(Dataset items)
+ + + + +
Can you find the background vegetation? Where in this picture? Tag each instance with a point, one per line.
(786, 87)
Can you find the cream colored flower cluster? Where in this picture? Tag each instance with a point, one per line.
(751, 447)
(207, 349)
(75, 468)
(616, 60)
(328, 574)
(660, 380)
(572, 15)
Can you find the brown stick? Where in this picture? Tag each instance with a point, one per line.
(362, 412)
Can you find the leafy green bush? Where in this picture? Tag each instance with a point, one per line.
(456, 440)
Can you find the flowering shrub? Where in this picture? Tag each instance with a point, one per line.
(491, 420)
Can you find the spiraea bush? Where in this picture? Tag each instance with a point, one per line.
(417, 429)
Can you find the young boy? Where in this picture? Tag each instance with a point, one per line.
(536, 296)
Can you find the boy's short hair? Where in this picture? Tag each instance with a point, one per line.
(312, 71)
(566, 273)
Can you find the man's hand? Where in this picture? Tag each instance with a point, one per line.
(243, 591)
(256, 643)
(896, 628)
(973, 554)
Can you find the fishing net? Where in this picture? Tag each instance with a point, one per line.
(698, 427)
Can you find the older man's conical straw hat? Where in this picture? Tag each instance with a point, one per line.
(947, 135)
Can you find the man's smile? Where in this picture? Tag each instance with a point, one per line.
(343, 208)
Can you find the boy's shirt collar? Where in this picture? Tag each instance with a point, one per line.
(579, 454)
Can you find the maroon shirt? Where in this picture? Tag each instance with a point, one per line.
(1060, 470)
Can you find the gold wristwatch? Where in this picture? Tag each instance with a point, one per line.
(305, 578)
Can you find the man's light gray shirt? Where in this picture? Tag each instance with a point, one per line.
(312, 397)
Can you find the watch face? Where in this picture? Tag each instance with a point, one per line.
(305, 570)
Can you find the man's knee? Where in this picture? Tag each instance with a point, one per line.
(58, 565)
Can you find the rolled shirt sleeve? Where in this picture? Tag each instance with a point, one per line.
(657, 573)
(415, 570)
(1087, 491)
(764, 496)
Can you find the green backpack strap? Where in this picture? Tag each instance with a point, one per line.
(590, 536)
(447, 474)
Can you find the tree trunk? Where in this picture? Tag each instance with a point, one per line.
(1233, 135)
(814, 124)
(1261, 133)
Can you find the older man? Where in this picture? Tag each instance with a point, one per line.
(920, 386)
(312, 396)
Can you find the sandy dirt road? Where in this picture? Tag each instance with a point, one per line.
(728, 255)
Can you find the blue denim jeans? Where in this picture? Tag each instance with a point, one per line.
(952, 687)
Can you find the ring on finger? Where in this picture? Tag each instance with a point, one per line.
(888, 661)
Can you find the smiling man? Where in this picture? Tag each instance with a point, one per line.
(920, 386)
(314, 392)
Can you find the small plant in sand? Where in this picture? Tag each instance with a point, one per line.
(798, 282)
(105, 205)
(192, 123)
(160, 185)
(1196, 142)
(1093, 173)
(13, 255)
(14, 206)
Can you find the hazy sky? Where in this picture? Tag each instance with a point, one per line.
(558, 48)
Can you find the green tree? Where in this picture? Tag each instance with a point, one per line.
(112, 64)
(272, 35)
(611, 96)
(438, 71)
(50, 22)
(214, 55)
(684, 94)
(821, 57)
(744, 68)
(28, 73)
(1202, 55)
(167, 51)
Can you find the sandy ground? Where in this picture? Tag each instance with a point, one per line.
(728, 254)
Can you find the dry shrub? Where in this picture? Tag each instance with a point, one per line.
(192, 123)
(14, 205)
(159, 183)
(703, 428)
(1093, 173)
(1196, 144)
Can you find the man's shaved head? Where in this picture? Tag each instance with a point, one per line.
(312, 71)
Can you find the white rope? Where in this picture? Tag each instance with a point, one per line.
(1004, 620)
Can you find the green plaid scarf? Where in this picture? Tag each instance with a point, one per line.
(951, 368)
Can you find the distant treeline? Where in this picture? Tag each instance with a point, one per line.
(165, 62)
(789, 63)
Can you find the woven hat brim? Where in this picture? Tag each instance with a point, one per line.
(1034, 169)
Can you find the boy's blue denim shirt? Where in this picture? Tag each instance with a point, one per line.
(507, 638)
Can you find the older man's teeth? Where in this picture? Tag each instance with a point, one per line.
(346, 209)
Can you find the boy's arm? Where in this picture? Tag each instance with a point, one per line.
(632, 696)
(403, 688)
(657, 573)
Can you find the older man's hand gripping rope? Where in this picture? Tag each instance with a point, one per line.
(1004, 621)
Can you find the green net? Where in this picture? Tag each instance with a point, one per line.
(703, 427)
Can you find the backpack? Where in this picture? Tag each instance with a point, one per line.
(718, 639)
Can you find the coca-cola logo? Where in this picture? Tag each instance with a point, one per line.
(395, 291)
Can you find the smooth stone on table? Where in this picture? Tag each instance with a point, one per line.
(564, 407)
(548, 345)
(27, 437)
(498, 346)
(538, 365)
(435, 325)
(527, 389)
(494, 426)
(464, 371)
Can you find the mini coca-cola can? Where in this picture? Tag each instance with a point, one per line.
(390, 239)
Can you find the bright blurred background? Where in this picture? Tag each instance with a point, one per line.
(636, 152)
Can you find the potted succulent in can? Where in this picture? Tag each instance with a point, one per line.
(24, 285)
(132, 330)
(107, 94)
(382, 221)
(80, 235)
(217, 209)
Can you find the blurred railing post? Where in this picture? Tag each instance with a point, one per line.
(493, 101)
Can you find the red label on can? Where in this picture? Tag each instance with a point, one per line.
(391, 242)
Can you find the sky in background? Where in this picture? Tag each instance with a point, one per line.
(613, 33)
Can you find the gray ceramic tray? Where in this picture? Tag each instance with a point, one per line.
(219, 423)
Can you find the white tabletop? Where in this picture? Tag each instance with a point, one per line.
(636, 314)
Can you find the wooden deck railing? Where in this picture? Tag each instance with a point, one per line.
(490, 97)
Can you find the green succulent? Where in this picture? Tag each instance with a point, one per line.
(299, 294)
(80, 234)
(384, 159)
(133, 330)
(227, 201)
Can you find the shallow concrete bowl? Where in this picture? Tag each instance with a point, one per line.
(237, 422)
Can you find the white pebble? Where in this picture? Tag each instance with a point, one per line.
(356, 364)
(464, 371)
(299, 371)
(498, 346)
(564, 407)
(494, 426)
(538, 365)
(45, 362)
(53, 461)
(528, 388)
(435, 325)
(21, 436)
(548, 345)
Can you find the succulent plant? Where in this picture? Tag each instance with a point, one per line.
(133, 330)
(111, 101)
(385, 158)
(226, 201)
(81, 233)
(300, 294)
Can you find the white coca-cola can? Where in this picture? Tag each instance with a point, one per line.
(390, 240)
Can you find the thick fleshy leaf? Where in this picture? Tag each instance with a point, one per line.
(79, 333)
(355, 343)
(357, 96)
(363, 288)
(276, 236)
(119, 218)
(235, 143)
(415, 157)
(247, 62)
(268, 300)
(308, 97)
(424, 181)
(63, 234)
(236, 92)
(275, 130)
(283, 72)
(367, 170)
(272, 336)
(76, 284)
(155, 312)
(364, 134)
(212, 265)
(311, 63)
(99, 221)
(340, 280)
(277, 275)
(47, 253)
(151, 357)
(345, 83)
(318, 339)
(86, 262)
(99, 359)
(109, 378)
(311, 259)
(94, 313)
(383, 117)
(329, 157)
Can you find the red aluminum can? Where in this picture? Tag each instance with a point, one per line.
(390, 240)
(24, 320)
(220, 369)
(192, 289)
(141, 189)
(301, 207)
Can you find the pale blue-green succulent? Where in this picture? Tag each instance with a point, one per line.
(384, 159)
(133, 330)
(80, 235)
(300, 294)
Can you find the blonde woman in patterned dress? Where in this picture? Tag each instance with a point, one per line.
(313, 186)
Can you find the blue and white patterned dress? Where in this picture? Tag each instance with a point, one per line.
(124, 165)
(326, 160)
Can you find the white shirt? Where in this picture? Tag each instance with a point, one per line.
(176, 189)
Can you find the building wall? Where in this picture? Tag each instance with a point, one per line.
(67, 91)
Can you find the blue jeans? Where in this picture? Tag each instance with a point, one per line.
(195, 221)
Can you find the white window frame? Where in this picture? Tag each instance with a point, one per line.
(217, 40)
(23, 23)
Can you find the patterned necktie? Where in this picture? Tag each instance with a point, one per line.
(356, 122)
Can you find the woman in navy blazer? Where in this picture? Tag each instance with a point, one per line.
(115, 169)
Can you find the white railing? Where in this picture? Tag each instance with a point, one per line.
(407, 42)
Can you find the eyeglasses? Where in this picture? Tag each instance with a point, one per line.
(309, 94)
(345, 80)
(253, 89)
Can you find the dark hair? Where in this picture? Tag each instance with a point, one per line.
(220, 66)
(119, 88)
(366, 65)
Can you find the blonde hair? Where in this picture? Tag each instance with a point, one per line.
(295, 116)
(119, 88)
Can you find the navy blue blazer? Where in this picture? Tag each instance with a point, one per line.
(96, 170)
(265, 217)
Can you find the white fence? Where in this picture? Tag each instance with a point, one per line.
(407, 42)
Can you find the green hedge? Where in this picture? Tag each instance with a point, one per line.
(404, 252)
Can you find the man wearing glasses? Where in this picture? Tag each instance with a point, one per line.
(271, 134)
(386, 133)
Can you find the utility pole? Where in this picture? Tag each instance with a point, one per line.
+ + + + +
Objective —
Write out the rows again from the line with "Can you find the boy's shirt" up to and including the line with "(1261, 133)", swapping "Tag each instance" for "Mark every instance" and changing nothing else.

Correct result —
Can you find the boy's shirt collar? Where in this picture? Mark every instance with a point, one per line.
(579, 454)
Can you find the maroon shirt? Where in this picture? Mark every instance with a point, one per line.
(1060, 470)
Can you find the gold wristwatch? Where in this picture? Mark every instance with a point, one per line.
(305, 578)
Can you find the man's light gray shirt? Where in this picture? Mark every instance with a point, one per line.
(312, 397)
Can you find the watch face? Where in this picture? Mark every instance with a point, one per line.
(305, 570)
Can you find the man's knee? Where in this picture? Mark every instance with a point, one per line.
(58, 565)
Can you find the rolled shirt sleeve? Where in this picture? Mark every instance with a point, one per line.
(657, 573)
(415, 570)
(1087, 491)
(764, 496)
Can you find the green backpack strap? Where in this picture? Mark every instance with a point, one per line.
(590, 536)
(447, 474)
Can you find the tree trunk? Where in this picture? Mark every instance with a point, one per line.
(1233, 135)
(814, 124)
(1261, 133)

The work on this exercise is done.